Write what follows the last sentence of the passage below about the Oil-for-Food scandal, continuing it from there.

## Document excerpt

· · · · ·

Backstabbing for Beginners:
Page 36
This meant that the French bank had to lie to the UN about the real source of funding for the oil purchase, thereby breaching the terms of its contract with the world organization, which obliged it to disclose the identity of buyers. The request even violated the BNP’s internal rules. But the BNP had no problem with Rich’s request.
The oil would go to a “do-gooder.” Kaspereit’s self-anointed title was chairman of the Society for Support of Iraqi Children. Thanks to his help, Iraq’s children saw $1.83 million that might have gone to humanitarian aid vanish into the pockets of Saddam Hussein, via a Jordanian bank account. It is perhaps ironic that it also made Rich, a pro-Israel financier, and Kaspereit richer at these same children’s expense.
Given Clinton’s involvement in pardoning, I began to wonder why the Bush administration didn’t jump on this opportunity to discredit the Clintons and the Democrats. Claudia Rosett, the first and best-informed investigative reporter working the Oil-for-Food scandal, had revealed the full extent of the link and given the White House a clear opening to score points in the run-up to the 2004 presidential election. But soon it became clear that the story involving Rich could not be exploited for political gain against the Democrats without boomeranging on the White House itself. Rich’s former lawyer in the United States had been none other than Scooter Libby—Dick Cheney’s chief of staff—who was by then being investigated for having leaked the name of CIA official Valerie Plame, whose husband had criticized the administration’s WMD claims before the war.

· · · · ·

## Dataset entries
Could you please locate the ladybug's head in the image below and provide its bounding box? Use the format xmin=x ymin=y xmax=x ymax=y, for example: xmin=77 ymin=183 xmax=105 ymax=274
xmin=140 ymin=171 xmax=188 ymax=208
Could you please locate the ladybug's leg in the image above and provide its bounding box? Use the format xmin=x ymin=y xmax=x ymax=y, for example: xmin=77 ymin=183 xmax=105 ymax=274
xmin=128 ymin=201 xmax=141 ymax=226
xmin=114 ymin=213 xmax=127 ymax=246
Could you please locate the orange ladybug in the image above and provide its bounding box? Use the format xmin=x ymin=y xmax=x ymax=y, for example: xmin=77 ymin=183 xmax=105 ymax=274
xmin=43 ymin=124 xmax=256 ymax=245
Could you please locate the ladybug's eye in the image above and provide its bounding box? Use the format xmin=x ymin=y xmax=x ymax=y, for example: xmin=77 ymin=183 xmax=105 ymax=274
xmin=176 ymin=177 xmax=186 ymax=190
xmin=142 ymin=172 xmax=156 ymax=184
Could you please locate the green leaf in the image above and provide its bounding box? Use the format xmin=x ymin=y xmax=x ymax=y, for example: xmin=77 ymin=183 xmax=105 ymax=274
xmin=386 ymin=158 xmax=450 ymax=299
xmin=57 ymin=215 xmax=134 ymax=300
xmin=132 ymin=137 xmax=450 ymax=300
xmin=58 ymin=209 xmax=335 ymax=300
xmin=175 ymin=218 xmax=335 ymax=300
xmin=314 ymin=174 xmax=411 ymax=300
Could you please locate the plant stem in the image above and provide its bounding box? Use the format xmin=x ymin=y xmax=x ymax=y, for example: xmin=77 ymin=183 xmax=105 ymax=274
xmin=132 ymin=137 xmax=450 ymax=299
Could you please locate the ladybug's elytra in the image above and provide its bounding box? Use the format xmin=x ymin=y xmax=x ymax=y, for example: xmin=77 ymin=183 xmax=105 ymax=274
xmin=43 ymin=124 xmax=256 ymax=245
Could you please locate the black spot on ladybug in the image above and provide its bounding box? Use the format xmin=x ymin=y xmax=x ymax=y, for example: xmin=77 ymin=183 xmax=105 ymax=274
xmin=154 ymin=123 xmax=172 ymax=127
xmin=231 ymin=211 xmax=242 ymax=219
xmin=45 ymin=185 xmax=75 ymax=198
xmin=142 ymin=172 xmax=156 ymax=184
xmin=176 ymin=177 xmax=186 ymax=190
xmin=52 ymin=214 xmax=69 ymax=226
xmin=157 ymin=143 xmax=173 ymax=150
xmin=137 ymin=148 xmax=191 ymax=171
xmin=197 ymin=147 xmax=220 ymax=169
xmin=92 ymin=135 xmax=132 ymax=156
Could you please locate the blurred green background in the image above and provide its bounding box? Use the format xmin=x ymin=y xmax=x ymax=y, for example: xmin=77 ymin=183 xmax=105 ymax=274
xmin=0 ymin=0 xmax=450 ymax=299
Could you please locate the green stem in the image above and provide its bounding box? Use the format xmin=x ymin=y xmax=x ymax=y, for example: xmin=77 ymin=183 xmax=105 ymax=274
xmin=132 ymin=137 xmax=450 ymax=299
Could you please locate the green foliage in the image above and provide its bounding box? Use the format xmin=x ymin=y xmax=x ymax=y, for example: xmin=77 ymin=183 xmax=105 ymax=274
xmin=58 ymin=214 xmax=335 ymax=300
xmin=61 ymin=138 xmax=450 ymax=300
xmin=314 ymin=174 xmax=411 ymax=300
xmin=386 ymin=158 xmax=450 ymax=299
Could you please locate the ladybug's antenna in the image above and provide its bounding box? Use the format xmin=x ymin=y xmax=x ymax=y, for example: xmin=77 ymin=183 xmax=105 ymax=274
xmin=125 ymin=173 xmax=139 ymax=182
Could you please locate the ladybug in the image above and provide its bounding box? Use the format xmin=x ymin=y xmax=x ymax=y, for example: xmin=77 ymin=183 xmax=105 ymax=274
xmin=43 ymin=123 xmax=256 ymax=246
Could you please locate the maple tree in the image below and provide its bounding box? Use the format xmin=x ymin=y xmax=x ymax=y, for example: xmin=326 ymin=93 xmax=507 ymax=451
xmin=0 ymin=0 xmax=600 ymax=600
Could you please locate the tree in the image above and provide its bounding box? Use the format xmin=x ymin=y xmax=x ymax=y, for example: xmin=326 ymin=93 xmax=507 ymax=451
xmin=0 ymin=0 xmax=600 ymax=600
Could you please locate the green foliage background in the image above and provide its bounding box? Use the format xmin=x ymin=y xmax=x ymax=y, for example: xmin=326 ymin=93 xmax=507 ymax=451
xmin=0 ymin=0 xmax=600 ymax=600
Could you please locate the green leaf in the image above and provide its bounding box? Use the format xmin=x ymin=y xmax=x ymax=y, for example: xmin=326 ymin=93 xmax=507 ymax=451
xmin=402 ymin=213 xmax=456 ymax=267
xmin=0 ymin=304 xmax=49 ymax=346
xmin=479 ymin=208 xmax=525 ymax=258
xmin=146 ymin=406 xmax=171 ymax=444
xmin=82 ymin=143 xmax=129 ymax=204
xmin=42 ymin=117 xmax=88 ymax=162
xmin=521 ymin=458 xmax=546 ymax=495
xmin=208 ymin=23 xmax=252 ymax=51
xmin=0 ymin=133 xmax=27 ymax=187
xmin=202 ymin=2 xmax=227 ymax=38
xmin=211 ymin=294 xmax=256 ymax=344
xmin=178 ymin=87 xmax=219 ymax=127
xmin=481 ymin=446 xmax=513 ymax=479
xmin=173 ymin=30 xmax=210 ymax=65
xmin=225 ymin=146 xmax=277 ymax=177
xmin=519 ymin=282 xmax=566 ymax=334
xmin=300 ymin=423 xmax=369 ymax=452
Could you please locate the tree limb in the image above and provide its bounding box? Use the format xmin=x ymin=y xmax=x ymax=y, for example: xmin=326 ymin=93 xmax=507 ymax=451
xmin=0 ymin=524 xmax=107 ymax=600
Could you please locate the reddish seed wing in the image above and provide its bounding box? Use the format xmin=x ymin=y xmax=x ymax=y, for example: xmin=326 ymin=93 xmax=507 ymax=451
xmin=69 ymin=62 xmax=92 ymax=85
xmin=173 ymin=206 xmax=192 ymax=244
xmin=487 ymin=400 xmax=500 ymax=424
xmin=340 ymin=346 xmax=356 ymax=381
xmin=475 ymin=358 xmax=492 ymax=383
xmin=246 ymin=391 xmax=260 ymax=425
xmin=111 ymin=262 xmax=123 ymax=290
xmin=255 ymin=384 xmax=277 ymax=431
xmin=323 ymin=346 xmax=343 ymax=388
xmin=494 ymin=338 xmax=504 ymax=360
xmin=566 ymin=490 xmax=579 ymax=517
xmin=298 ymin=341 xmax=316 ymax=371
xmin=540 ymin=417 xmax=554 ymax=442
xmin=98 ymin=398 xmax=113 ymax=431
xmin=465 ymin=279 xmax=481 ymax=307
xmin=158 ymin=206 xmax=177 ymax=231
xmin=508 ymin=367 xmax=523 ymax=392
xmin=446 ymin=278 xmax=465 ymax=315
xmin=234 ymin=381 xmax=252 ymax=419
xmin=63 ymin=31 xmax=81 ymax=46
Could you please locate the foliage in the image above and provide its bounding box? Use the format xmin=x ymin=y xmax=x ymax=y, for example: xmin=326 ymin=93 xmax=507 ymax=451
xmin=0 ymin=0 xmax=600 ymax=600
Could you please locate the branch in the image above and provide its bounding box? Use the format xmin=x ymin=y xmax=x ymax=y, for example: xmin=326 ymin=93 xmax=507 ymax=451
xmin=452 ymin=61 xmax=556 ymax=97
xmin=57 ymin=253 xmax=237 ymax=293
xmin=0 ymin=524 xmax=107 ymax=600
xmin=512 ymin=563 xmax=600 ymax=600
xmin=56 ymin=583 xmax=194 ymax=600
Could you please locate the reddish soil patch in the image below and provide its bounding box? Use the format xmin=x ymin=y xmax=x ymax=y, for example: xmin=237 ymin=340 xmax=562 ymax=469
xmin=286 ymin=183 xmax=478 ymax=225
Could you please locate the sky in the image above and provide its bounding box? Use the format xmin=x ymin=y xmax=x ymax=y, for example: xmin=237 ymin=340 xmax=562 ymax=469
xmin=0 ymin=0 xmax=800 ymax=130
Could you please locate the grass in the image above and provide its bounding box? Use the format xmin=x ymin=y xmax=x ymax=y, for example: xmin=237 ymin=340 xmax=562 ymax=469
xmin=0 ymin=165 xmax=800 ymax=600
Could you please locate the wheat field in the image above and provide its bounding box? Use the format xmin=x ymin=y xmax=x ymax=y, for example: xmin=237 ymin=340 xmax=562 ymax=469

· · · · ·

## Reply
The more Saddam’s secret list was studied, the more power brokers from all sides of the political spectrum feared becoming entangled. And for good reason. The threads that spread from Saddam’s secret list seemed endless.
Soon it was revealed that during the sanctions years, Cheney, the former CEO of Halliburton, America’s supersized oil and war-effort contractor, had also been involved with Iraq’s oil industry. Halliburton wasn’t named on the Al-Mada list. But as reporters dug deeper, they realized there had already been news coverage of the company’s dealings with Iraq under the Oil-for-Food program. A 2001 Washington Post article by Colum Lynch cited confidential UN records and oil-industry executives saying Halliburton held stakes in two firms that signed contracts for more than $73 million to provide Iraq with oil-industry spare parts. Employees at Halliburton confirmed to Lynch that they were “certain Cheney knew about these Iraqi contracts.”
In 1998 Halliburton bought Dresser Industries, which exported equipment to Iraq through French affiliates from 1997 to 2000. There was nothing illegal about trading with Iraq under the Oil-for-Food program. But had the contracts included the usual kickbacks for Saddam? Or had Halliburton been holier than the 2,400 companies found guilty of participating in the illegal kickback scheme?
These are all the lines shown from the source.